> **Brief**
How many lines of the listing below contain "worker"? State the number alone.

> **Data**
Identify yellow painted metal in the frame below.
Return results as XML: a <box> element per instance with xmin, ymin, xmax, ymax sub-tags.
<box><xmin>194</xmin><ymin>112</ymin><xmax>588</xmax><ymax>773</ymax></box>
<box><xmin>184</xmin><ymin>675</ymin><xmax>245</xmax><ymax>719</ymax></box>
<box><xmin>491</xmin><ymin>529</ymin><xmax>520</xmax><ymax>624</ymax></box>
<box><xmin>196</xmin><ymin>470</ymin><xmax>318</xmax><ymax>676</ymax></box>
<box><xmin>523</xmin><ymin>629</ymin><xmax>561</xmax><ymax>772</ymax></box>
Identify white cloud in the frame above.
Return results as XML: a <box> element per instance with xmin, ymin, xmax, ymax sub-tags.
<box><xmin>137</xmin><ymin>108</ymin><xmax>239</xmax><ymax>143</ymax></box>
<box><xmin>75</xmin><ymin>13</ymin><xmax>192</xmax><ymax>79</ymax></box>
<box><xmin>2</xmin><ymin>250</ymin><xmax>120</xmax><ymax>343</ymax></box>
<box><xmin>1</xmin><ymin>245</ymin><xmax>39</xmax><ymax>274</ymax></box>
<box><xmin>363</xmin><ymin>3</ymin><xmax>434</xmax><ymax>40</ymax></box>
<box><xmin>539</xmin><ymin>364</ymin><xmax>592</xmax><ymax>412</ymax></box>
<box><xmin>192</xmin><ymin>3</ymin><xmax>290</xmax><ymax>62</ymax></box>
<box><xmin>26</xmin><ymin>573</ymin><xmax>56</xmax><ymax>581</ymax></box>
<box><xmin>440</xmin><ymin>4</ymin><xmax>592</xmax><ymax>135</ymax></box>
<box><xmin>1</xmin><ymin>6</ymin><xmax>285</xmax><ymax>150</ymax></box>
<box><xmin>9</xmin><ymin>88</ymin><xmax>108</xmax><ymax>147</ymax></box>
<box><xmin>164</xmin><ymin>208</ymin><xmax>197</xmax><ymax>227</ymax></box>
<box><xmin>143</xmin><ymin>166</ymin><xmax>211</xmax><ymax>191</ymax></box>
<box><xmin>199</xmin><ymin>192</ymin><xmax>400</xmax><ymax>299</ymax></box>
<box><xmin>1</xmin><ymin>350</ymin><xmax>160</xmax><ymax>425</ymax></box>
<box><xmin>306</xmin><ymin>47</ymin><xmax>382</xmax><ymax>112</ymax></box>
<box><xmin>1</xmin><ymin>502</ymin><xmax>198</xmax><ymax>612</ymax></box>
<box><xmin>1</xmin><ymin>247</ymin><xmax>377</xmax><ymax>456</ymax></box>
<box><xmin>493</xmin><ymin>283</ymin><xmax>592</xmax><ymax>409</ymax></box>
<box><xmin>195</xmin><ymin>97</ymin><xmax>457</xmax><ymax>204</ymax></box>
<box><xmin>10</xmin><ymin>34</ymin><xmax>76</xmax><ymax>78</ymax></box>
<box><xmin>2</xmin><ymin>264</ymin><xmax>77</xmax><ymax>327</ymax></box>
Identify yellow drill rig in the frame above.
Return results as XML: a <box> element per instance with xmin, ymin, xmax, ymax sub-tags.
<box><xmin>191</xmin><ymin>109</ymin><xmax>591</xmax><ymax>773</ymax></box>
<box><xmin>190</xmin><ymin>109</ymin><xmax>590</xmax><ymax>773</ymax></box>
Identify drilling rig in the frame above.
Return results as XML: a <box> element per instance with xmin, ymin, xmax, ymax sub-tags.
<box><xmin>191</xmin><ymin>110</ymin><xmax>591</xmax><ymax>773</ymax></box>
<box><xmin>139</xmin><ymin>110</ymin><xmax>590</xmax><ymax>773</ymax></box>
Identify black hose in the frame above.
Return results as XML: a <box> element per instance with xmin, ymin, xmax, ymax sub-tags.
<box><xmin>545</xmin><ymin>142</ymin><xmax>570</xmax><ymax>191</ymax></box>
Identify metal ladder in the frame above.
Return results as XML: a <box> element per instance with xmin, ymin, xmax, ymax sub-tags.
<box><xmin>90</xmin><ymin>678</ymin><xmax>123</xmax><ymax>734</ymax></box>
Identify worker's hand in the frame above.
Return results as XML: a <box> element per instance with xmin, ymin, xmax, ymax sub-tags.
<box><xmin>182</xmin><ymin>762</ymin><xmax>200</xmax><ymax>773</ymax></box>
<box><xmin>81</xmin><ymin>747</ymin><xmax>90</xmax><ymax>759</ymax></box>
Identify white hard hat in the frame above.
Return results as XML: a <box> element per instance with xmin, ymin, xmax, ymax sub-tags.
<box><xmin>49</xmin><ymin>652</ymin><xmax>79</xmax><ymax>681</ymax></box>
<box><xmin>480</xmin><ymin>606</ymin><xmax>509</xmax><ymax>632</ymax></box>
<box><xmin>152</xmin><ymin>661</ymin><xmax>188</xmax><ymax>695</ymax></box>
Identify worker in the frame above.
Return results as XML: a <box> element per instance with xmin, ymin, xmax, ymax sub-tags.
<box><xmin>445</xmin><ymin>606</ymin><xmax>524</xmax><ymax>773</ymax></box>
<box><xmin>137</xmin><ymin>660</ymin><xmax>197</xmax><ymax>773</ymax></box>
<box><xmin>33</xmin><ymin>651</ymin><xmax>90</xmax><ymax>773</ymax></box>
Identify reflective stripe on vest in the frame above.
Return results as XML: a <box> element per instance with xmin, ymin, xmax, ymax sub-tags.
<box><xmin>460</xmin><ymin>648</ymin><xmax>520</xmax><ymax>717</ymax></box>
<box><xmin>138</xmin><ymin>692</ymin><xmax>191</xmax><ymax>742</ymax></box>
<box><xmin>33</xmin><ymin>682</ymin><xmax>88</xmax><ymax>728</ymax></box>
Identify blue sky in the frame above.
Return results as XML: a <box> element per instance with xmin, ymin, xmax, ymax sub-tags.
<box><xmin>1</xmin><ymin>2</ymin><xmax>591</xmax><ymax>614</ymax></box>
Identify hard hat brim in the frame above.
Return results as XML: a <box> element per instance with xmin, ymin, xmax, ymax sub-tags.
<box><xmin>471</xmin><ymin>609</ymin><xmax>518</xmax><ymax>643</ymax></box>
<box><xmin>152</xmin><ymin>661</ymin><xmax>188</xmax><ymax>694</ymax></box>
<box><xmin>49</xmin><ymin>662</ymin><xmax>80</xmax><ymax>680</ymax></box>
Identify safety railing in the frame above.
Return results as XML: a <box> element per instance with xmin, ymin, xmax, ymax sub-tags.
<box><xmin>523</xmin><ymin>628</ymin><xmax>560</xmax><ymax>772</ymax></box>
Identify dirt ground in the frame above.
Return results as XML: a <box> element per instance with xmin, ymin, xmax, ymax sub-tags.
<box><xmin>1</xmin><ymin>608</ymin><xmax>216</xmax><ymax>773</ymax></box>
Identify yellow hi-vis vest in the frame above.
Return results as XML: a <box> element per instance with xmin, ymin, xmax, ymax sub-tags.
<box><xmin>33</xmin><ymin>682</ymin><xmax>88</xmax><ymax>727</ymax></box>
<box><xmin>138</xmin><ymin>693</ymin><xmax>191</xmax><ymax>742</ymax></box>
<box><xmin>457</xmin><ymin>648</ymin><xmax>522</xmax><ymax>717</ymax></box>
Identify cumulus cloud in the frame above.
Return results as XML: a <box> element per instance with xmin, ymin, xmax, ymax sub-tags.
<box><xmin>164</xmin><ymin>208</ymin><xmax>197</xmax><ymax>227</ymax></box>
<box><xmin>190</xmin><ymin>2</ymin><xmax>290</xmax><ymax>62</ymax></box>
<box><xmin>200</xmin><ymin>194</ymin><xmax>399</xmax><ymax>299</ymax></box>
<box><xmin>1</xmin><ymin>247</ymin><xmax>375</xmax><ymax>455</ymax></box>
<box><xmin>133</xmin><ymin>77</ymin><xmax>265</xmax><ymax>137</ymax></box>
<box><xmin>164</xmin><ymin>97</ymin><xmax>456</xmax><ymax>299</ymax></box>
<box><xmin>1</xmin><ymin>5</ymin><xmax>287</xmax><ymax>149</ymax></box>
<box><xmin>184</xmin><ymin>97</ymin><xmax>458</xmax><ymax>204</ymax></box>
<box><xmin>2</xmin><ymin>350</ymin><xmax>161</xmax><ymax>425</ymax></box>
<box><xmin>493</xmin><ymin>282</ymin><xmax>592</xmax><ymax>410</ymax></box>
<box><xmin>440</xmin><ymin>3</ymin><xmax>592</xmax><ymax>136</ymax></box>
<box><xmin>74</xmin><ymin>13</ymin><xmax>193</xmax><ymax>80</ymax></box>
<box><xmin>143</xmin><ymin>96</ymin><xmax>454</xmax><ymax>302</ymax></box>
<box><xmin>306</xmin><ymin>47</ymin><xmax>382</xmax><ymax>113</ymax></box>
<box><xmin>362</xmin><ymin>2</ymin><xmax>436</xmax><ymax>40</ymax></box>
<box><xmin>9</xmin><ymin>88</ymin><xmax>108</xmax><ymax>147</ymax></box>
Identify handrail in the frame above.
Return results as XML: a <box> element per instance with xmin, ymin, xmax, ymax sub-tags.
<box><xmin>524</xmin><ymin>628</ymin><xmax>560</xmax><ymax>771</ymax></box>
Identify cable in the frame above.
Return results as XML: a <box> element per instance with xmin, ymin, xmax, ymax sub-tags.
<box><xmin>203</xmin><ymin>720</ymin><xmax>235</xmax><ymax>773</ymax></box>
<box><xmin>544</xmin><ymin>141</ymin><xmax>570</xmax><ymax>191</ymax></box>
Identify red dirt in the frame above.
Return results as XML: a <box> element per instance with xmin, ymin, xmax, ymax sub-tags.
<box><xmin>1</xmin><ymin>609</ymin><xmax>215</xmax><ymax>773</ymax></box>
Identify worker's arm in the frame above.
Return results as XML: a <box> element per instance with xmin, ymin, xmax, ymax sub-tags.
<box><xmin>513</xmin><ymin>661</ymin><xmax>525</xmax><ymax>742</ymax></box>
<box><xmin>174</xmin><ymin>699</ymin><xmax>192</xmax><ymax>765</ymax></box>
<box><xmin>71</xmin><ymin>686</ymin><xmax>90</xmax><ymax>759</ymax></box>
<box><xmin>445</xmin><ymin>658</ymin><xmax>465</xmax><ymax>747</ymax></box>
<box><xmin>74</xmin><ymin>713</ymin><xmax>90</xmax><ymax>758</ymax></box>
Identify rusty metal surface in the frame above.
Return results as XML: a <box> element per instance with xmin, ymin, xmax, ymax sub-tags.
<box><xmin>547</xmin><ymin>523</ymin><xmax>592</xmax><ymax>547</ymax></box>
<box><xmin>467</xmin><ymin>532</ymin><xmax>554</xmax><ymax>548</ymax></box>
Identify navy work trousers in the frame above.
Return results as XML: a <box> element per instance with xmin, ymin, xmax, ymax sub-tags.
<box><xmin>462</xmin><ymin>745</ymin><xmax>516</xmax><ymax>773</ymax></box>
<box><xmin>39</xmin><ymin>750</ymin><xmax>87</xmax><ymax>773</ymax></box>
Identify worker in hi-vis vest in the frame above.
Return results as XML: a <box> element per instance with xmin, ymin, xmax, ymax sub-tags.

> **Response to this exercise**
4